**Cel zadania**. Wybierz z poniższych wierszy te, które zawierają słowo „walking”, i przepisz każdy z nich. Wielkość liter ma znaczenie.

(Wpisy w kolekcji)
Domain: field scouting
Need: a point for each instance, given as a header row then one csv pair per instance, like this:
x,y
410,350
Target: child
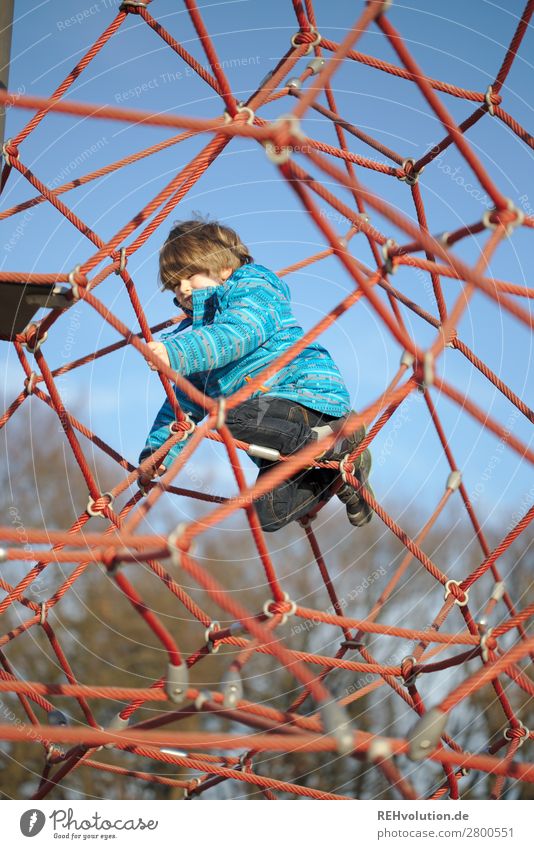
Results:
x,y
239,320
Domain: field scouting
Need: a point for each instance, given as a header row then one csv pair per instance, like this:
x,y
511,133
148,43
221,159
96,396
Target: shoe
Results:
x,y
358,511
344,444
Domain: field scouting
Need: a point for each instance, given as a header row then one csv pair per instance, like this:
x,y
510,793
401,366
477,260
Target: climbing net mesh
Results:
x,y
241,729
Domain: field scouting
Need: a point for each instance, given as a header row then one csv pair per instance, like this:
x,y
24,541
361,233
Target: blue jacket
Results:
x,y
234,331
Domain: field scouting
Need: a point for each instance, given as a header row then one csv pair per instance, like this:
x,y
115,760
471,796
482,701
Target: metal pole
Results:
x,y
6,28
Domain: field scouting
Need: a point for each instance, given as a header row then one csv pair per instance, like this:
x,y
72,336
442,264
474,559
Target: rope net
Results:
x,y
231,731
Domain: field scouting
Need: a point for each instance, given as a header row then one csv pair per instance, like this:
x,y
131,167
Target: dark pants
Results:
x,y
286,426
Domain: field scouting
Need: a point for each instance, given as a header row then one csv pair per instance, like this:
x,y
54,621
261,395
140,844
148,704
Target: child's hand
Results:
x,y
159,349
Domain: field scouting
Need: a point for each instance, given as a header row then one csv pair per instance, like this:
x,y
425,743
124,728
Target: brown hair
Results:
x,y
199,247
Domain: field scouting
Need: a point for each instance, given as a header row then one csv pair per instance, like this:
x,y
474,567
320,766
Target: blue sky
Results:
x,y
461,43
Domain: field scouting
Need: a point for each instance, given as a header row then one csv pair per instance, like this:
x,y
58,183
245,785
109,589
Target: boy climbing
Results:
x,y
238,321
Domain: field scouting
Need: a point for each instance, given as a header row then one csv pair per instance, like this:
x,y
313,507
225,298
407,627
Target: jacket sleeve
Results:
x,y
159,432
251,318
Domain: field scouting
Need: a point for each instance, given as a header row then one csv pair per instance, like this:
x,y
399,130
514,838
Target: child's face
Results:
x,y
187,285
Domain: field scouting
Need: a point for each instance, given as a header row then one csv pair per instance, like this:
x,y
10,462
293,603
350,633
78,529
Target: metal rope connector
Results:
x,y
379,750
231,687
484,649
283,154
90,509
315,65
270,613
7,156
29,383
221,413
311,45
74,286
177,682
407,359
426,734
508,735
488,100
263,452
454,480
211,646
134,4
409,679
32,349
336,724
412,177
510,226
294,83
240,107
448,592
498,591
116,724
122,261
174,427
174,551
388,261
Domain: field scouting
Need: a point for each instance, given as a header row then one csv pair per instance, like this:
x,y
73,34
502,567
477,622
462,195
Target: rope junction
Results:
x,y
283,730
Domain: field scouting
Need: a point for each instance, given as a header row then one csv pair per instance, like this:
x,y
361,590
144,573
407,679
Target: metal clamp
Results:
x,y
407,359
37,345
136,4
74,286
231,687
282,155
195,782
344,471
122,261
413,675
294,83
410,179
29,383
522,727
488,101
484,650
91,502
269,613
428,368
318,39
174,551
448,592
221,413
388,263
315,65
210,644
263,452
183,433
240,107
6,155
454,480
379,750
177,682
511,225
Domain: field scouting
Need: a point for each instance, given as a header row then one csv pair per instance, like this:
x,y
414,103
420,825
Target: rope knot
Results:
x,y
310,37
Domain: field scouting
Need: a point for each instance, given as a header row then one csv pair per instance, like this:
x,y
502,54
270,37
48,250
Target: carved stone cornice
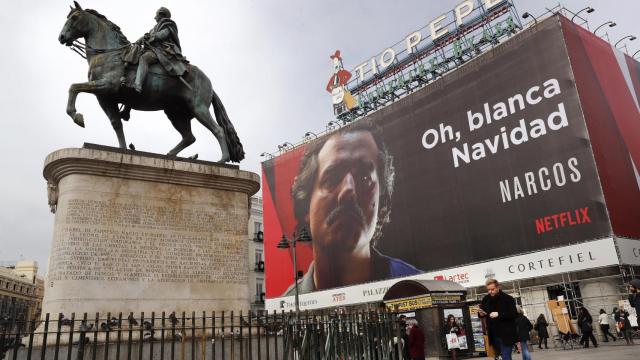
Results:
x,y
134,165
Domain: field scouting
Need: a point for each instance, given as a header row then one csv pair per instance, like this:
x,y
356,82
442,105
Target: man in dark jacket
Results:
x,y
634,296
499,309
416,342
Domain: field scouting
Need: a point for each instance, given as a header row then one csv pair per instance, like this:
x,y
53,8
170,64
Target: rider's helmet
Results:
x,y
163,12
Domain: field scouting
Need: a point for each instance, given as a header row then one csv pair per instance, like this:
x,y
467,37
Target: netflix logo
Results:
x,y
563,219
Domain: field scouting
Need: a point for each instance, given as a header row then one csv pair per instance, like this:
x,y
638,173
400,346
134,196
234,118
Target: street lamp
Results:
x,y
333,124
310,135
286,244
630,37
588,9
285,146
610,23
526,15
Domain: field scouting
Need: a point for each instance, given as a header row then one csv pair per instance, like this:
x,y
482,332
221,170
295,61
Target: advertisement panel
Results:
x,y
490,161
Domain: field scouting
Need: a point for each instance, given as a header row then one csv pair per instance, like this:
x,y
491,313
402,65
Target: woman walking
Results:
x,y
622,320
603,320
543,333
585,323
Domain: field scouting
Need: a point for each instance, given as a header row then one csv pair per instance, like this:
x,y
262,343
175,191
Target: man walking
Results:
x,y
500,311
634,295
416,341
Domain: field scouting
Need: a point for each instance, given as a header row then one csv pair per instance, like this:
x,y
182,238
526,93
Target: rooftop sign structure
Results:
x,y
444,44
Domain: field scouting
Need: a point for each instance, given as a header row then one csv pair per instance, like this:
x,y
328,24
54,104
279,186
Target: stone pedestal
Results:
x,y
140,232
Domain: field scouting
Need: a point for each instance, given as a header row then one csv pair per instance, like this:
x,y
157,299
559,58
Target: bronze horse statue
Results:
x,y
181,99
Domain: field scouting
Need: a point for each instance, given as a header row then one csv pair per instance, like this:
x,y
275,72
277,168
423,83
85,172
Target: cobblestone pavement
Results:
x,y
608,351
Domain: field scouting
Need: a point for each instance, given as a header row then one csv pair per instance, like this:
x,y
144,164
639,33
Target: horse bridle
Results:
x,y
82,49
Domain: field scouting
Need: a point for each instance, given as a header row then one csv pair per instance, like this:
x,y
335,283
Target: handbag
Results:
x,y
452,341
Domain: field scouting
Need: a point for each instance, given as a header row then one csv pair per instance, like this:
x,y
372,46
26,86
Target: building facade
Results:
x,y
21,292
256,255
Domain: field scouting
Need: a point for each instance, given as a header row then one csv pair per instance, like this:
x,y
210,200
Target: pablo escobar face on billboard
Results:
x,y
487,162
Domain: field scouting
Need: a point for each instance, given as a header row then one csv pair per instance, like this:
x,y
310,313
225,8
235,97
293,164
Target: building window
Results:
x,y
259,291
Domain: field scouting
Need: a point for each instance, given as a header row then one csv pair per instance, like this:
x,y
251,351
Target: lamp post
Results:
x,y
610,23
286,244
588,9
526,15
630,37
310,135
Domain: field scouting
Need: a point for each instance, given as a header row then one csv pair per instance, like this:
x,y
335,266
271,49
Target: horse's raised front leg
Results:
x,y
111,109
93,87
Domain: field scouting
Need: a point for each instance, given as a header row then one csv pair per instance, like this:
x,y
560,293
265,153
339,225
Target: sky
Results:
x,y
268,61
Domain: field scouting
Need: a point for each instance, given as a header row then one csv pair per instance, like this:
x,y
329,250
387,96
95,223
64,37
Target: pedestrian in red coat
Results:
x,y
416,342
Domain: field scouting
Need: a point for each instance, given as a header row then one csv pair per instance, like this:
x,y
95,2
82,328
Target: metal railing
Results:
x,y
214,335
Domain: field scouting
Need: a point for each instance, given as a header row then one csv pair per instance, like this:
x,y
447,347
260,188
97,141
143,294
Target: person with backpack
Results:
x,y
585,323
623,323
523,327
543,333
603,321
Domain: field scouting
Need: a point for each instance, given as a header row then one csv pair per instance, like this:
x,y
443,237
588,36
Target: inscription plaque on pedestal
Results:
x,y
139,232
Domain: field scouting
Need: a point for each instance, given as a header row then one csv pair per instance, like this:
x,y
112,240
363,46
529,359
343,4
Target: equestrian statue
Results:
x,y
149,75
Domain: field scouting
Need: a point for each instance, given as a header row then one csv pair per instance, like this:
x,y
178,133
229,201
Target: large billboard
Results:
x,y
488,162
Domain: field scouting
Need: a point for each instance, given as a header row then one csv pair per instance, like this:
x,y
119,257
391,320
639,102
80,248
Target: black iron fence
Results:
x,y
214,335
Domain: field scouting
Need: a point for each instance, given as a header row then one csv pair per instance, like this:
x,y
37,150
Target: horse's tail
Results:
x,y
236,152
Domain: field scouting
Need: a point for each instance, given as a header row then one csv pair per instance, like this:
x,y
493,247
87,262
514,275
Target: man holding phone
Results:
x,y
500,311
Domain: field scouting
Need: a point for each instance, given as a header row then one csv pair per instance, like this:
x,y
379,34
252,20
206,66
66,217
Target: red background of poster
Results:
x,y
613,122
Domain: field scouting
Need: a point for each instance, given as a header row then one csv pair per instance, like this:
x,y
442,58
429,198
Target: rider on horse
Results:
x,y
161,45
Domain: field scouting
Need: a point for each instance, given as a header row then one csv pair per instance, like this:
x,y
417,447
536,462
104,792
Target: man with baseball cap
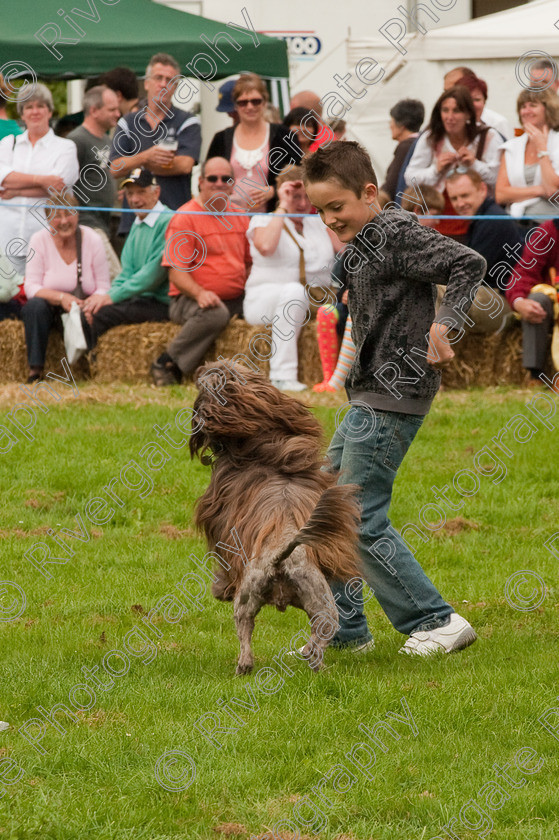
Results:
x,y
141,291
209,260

**Wynik zadania**.
Target: woman walking
Target: man walking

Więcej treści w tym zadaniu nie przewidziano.